» **Selected passage**
#####

Re: polytonic Greek: diacritics above long vowels á¾±, á¿‘, á¿¡ from Philippe Verdy on 2013-08-06 (Unicode Mail List Archive)

From: Philippe Verdy <verdy_p_at_wanadoo.fr>
Date: Wed, 7 Aug 2013 00:44:27 +0200

2013/8/6 Richard Wordingham <richard.wordingham_at_ntlworld.com>

> On Tue, 6 Aug 2013 19:27:56 +0200
> Philippe Verdy <verdy_p_at_wanadoo.fr> wrote:
>
> > But there's an admitted exception : sorting with UCA may change the
> > relative order between the source strings, simply because sort
> > stability is not always wanted (it has a cost), and binary sorting
> > the results using the code point values as an additional collation
> > level is not always wanted, and normalization remains optional in
> > UCA.
>
> No

Why no? You don't give any real objection here, because you modify the
rules. LEt's suppose that you use a stable sort algorithm and that the
compare function does not normalize the input, but still performs UCA
comparison up to some strength level (e.g. only at primary level), and then
just performs a simple binary sort, the list will not be be necessarily
listing items in the same ouput order : if you convert this soeted list as
a single plain-text with one lie per item (assuming that items do not
contain any newline) and separate these items by newlines. And then you
normalize this plain text file, then the resulting sorted then normalized
list shoudl compare exactly equal to the sorted list generated from
indivudually normalized input data.

i.e. we should assert:

implode_list(sort(items[], UCA_compare_function)) ==
implode_list(sort(normalize(items[]), UCA_compare_function)

#####

» **Data shown**

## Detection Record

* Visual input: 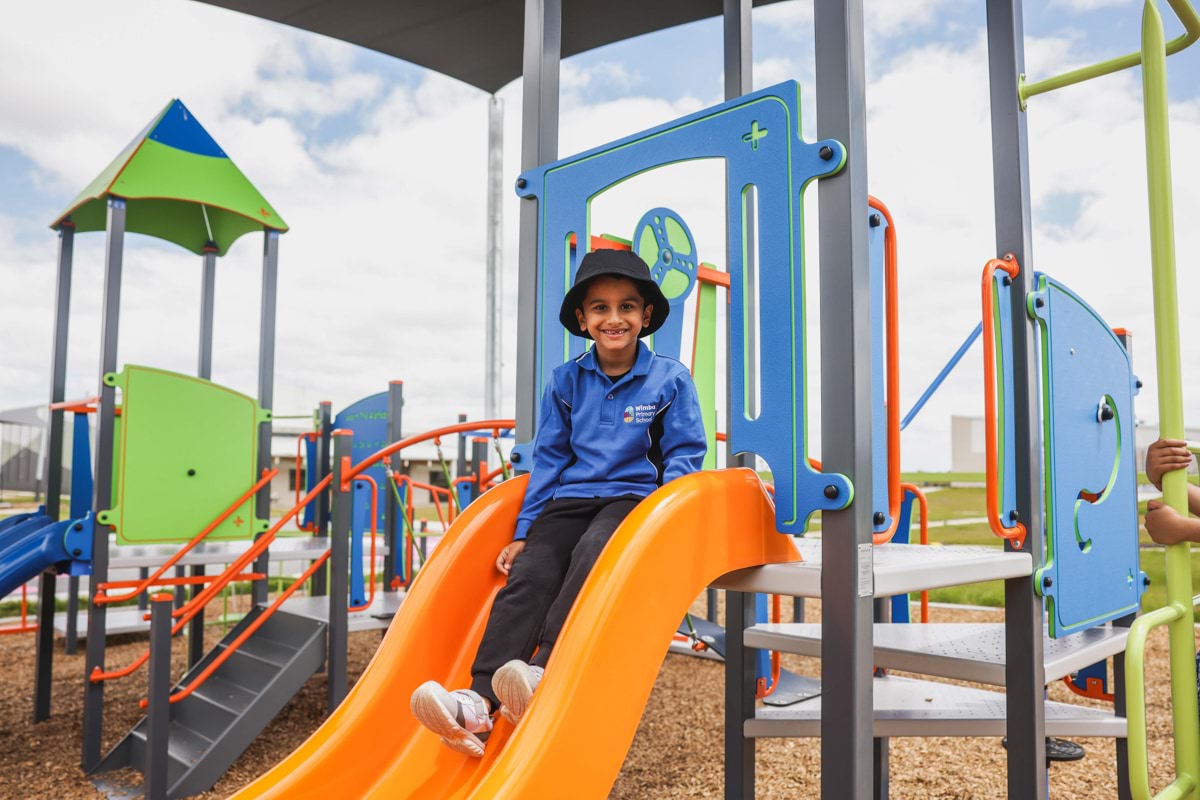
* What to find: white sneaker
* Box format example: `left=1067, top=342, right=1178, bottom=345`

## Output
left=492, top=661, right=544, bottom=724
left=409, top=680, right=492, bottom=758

#####

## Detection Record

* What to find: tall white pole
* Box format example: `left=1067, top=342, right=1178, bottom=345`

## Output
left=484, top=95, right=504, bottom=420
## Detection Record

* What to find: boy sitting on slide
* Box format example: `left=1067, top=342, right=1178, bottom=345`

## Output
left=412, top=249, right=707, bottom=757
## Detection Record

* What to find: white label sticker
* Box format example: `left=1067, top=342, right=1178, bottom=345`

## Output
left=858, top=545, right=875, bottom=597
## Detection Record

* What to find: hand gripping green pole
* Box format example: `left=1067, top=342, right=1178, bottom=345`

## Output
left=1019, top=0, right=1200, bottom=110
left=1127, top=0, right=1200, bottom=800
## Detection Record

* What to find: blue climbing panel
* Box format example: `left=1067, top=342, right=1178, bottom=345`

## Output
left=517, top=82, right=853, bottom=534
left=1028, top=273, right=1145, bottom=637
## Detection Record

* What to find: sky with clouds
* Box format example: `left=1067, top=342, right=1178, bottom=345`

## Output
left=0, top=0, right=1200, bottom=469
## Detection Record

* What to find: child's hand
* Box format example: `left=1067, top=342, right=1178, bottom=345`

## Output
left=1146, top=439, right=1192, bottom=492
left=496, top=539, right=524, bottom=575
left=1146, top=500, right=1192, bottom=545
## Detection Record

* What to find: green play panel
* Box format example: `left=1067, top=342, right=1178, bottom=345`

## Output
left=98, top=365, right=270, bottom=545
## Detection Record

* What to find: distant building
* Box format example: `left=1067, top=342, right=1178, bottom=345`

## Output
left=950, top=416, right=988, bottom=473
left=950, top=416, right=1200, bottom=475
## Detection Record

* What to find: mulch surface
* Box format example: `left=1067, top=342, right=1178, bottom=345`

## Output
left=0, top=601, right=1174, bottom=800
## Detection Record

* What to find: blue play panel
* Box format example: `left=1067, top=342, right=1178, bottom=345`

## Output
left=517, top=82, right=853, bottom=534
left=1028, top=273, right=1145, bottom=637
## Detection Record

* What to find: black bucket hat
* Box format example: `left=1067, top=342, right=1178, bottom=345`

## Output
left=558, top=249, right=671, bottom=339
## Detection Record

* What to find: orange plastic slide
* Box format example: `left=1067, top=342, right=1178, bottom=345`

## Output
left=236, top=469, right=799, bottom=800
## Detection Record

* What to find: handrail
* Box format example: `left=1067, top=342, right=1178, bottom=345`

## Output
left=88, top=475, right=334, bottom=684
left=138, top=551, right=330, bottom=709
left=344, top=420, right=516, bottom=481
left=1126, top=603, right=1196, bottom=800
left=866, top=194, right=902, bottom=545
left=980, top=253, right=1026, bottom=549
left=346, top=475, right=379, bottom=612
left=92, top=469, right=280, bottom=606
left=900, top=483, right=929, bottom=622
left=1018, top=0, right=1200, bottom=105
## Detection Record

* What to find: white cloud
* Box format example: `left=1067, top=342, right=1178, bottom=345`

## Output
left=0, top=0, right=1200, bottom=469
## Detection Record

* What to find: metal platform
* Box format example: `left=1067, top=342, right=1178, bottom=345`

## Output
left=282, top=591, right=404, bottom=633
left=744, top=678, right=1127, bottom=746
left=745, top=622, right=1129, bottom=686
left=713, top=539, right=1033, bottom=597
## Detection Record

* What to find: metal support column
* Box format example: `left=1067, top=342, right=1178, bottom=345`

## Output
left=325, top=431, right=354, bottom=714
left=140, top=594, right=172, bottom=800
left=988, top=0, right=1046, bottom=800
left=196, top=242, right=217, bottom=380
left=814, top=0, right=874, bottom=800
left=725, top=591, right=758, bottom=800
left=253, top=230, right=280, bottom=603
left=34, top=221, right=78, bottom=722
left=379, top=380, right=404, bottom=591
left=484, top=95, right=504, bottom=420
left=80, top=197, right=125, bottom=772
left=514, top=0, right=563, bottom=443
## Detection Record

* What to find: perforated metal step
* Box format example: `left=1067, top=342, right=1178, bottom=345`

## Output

#####

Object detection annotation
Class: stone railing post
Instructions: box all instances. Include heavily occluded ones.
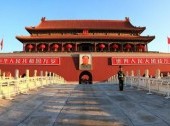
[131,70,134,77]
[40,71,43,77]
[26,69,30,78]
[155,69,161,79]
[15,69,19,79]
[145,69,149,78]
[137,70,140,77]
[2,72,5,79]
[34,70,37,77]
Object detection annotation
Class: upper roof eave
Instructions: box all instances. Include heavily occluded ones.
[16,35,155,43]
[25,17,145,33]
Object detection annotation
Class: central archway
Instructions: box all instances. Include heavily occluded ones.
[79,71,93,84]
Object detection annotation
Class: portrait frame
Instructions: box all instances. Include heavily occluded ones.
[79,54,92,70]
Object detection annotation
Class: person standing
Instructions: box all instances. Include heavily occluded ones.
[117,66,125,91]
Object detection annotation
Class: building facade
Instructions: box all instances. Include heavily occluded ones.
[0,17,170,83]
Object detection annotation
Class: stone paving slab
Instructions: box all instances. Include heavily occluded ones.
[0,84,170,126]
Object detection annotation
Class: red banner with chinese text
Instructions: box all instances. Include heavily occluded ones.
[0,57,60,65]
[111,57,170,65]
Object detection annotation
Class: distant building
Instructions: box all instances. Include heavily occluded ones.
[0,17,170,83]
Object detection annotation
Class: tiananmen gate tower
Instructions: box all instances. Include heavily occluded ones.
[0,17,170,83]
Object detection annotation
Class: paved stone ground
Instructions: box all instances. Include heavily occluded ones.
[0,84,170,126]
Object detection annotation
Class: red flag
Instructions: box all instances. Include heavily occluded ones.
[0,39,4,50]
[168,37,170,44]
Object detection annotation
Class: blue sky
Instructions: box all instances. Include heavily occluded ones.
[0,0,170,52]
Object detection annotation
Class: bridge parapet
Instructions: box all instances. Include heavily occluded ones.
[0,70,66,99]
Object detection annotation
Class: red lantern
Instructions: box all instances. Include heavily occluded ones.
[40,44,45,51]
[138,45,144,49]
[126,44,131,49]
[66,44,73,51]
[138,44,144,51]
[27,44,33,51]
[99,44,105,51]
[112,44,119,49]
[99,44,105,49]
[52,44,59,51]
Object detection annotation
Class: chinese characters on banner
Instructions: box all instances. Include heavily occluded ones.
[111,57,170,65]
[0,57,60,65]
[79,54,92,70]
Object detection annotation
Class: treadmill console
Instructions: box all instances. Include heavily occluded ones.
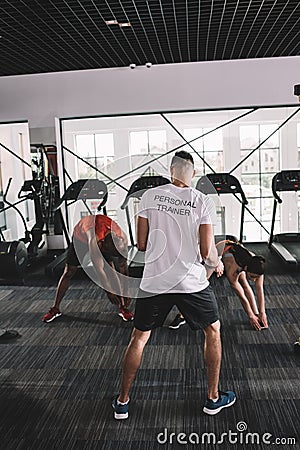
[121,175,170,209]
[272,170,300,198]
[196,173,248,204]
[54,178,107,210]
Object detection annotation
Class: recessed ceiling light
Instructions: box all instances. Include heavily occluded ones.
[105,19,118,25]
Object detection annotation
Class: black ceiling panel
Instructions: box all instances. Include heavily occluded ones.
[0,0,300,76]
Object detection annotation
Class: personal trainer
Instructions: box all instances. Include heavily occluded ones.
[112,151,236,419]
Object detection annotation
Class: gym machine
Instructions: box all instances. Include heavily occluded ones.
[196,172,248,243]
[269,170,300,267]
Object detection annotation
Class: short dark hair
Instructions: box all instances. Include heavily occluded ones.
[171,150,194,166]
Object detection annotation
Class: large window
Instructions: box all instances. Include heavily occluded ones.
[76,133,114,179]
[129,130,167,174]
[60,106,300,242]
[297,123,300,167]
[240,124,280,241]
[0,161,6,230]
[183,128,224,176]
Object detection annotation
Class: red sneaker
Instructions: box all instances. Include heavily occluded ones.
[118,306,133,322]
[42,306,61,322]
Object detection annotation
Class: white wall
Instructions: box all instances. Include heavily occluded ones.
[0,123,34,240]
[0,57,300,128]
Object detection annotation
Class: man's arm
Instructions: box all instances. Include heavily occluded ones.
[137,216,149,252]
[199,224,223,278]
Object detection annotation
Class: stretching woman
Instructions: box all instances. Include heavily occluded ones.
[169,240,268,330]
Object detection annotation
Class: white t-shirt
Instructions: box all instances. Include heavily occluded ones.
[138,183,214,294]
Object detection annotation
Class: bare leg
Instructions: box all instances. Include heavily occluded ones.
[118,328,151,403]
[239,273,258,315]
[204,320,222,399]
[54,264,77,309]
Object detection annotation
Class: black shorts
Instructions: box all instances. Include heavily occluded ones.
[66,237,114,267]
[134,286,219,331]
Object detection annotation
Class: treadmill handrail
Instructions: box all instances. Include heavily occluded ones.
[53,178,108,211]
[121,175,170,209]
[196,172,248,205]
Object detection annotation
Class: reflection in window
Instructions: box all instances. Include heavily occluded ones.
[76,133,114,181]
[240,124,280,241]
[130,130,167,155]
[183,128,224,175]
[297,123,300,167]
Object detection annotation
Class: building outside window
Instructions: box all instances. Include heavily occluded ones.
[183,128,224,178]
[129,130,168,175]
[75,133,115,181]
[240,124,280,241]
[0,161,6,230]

#####

» **Tasks for this exercise**
a) In the Unicode mailing list post on sorting and normalization, which function names appear in the assertion directly followed by an opening parenthesis?
b) Write the next part of the Unicode mailing list post on sorting and normalization, picking up after its final line.

» **Responses per task**
a) implode_list, sort, normalize

b)
But the sort() function here is not required to replace the input by its
normalized version so that only normalized strigns will be seen by the
compare_function (an UCA compare function does not modify its input, it
will normalize it *internally* before replying that item1 is lower than,
equal to, or higher than item2). The sort function just swaps the items
without modifying them, and outputs them exactly in the same form that was
present in the input. So the first expression (before the equals sign) will
not be necessarily canonically equivalent to the second expression, even if
the two inputs:
items[]
and
normalize(items[])
are canonically equivalent (item per item in each input array of texts,
both having the same total number of items).

The canonical equivalent od the two ouputs require that inputs are all
normalized FIRST before sorting. But UCA sorting does not have to perform
this and generally it won't do that, even if it performs an internal
normalization, unless this internal normalization replaces the data of the
input before sorting it; but then it won't be able to output the original
items : let's suppose that the input contained ONLY unique elements without
duplicates and that they were unique identifiers, the replacement of the
input list with normalized identifiers will violate the uniqueness
constraint. If you count the number of unique elements in the output it may
be *lower* than the number of unique element in the non-normalized input
source.

In summary, UCA-sorting results in canonically equivalent outputs (same
order) *only* if the input is warrantied to be already normalized (using
the same normalization form, which could be NF(K)C, or NF(K)D, or any other
non-standard normalization that generates exactly the same binary ouput
from all possible inputs that are canonically equivalent), or if there's no
pair of items that are considered "equal" by the UCA_compare_function).

Even when using an UCA_compare_function with its maximum strength there are
still lots of binary distinct items which are compared equal at all
strengths by UCA collations, even when the collation is tailored using UCA
rulesets. And this exactly concerns ALL pairs of items that are canonically
equvalent but are using different normalizations forms (their difference is
only binary at the codepoint level).

Note however that the UCA_compare_function is conforming : in this case. it
will return "equal", but it has nothing to do with the sort function which
actually do not change items, but swaps them conditionally according to the
result (lower, equal, higher) of the compare function.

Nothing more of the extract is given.